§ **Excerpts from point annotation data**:

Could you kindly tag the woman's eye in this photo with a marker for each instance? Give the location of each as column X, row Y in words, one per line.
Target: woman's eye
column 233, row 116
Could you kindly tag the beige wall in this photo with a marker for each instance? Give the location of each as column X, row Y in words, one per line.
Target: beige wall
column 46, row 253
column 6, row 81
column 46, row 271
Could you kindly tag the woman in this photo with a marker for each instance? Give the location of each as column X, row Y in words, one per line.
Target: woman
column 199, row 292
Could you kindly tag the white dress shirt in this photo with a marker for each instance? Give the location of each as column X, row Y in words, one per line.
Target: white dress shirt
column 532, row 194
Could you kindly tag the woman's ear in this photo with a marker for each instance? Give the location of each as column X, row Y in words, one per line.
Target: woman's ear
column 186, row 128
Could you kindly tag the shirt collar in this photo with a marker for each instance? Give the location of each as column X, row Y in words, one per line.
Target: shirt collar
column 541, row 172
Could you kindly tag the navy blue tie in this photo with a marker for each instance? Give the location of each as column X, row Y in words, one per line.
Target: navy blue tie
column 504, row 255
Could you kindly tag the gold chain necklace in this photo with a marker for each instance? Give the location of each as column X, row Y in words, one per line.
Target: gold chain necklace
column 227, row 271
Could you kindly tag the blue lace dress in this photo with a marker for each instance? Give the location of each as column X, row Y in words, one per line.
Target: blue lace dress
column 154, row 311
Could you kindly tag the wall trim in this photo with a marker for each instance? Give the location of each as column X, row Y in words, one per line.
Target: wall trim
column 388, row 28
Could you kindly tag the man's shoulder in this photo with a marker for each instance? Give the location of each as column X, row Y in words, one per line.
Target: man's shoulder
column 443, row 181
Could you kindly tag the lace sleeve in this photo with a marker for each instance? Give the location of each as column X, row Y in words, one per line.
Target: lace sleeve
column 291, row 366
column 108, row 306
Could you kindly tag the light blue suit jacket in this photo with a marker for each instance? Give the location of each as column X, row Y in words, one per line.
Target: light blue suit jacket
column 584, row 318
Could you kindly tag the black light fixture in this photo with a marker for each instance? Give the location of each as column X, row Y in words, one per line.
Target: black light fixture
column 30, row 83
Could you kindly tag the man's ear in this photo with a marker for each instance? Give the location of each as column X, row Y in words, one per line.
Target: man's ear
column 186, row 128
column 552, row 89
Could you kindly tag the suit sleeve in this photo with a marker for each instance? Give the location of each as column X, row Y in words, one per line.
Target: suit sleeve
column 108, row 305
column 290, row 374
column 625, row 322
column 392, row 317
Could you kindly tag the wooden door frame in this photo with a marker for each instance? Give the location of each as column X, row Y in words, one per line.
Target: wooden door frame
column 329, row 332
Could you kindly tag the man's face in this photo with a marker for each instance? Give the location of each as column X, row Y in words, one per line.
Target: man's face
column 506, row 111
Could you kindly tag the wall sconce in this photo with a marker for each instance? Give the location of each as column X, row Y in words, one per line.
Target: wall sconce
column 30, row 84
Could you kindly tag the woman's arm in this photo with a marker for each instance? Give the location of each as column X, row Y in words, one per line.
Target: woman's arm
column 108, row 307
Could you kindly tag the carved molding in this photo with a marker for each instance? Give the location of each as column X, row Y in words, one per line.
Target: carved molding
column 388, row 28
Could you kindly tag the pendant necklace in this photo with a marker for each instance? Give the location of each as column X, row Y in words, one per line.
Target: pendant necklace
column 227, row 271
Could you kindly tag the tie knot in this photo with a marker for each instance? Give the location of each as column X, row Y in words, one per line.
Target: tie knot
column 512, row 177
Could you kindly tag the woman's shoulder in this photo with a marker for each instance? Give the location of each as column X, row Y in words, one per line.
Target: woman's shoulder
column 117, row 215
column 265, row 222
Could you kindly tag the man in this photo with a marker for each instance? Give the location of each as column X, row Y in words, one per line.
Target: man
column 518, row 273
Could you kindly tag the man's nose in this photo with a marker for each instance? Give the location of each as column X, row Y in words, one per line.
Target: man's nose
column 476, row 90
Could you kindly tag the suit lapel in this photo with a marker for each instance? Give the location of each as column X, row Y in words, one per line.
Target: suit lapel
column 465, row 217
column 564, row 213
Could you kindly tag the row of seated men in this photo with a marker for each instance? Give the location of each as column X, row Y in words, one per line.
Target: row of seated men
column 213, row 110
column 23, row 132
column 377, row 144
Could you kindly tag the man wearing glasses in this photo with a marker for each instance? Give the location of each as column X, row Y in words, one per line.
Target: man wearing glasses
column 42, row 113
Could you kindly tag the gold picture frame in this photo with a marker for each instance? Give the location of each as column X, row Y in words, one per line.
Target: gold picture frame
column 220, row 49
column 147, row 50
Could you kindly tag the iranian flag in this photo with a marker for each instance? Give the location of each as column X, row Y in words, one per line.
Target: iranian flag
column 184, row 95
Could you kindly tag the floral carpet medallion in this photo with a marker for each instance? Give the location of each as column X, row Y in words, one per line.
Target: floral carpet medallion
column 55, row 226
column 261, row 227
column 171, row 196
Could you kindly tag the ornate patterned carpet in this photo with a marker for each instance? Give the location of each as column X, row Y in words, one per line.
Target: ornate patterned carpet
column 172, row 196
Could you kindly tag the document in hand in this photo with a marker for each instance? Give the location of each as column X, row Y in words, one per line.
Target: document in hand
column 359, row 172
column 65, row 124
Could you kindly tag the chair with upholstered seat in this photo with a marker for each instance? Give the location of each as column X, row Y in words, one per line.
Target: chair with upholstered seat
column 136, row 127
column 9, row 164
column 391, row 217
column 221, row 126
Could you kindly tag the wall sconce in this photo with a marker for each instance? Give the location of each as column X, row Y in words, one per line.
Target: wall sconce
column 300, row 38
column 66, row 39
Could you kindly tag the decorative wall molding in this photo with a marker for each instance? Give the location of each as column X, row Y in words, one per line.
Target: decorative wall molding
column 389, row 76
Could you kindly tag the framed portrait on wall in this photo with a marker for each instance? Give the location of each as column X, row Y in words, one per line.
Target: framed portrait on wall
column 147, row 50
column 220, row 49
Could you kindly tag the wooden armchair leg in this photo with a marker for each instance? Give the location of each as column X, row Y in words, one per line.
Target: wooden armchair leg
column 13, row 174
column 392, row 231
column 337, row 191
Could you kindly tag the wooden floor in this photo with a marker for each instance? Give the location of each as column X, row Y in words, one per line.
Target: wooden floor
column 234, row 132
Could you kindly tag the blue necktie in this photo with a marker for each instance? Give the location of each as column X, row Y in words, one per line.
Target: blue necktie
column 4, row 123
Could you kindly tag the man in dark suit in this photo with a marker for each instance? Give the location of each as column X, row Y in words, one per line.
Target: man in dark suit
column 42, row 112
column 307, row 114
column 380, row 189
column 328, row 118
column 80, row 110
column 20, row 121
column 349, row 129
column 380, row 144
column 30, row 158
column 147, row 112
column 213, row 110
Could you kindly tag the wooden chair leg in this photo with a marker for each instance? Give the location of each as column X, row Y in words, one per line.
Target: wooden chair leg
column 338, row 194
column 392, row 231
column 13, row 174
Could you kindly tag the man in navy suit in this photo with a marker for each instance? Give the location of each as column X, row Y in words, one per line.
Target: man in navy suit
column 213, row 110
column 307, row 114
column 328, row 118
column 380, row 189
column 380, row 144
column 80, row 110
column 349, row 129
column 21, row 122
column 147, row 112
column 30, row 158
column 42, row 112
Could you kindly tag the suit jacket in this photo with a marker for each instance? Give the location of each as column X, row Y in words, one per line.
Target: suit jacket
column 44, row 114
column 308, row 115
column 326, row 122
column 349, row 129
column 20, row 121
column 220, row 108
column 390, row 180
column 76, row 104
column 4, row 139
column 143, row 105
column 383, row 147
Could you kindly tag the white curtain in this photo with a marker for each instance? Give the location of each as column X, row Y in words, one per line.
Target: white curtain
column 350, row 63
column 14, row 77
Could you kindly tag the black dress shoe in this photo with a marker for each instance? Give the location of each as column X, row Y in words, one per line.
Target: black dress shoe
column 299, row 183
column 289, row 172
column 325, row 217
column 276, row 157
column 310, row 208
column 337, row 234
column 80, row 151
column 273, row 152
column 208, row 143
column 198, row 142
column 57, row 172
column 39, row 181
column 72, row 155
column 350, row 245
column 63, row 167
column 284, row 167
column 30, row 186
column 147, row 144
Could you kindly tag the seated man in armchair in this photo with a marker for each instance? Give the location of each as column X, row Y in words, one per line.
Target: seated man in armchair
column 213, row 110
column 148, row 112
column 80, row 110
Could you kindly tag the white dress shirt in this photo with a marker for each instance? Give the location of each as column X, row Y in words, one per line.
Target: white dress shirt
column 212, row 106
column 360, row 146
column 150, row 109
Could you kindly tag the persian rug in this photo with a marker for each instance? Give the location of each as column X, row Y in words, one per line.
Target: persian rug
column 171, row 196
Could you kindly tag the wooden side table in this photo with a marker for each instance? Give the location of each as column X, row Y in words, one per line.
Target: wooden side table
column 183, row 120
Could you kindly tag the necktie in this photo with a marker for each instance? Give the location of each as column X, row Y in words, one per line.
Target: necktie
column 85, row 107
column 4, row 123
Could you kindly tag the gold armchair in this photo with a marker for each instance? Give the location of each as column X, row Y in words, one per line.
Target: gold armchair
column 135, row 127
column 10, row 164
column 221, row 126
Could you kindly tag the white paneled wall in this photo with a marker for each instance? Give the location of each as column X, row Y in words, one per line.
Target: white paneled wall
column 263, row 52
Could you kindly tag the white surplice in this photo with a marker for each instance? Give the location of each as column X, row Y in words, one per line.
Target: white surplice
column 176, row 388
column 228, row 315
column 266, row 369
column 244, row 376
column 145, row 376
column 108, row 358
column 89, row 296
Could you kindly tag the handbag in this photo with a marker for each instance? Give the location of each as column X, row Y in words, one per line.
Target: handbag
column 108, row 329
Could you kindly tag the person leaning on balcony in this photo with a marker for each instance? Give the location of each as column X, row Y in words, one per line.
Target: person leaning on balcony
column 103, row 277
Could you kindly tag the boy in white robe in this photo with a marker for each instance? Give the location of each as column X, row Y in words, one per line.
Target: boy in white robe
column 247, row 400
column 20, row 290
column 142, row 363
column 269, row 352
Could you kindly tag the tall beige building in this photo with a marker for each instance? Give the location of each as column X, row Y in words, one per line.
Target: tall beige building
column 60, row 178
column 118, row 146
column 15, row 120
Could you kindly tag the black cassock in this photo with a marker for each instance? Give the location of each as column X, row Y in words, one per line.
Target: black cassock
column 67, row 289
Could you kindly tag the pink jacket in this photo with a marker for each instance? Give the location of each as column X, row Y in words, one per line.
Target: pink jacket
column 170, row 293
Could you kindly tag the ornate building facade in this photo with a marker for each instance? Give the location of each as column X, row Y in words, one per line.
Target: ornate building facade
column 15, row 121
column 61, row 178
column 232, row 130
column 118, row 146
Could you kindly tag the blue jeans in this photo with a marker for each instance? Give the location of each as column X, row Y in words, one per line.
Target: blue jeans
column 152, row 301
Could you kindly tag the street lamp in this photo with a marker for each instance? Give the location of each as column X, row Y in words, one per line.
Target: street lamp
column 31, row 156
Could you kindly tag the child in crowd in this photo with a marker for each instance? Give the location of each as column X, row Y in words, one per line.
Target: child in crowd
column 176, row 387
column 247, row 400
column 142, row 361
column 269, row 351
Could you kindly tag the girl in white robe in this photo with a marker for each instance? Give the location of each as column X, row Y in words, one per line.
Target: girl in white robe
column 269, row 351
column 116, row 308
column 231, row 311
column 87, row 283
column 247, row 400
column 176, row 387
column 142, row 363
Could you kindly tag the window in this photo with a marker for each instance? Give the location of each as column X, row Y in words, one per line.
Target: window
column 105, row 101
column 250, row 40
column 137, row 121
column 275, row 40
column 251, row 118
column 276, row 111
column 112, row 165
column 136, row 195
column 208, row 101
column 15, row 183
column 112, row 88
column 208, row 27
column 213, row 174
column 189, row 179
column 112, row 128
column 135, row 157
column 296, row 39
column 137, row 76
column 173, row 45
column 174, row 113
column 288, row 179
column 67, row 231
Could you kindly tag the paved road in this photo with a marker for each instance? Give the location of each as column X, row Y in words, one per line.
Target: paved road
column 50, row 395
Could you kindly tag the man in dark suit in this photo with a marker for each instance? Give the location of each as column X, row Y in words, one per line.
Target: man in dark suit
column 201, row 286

§ **TASK INSTRUCTIONS**: Quote the data above word for word, starting at its first line and ending with the line that contains "column 541, row 172", including both of those lines.

§ **SOLUTION FOR THIS PROBLEM**:
Could you kindly tag the woman's eye in this photo with a marker for each instance? Give the location of each as column X, row Y in words, one per line.
Target: woman's eye
column 233, row 116
Could you kindly tag the beige wall in this photo with a marker for each instance? Give the location of each as column X, row Y in words, one per line.
Target: beige wall
column 46, row 253
column 6, row 81
column 46, row 271
Could you kindly tag the woman in this photo with a marker for each instance? Give the location of each as column X, row Y in words, one per line.
Target: woman
column 199, row 292
Could you kindly tag the white dress shirt in this photo with a marker for each instance? Give the location of each as column X, row Y in words, one per line.
Target: white dress shirt
column 532, row 194
Could you kindly tag the woman's ear in this photo with a marker for each instance? Give the location of each as column X, row Y in words, one per line.
Target: woman's ear
column 186, row 128
Could you kindly tag the shirt collar in this photo with a marker for each instance? Give the location of each as column X, row Y in words, one per line.
Target: shirt collar
column 541, row 172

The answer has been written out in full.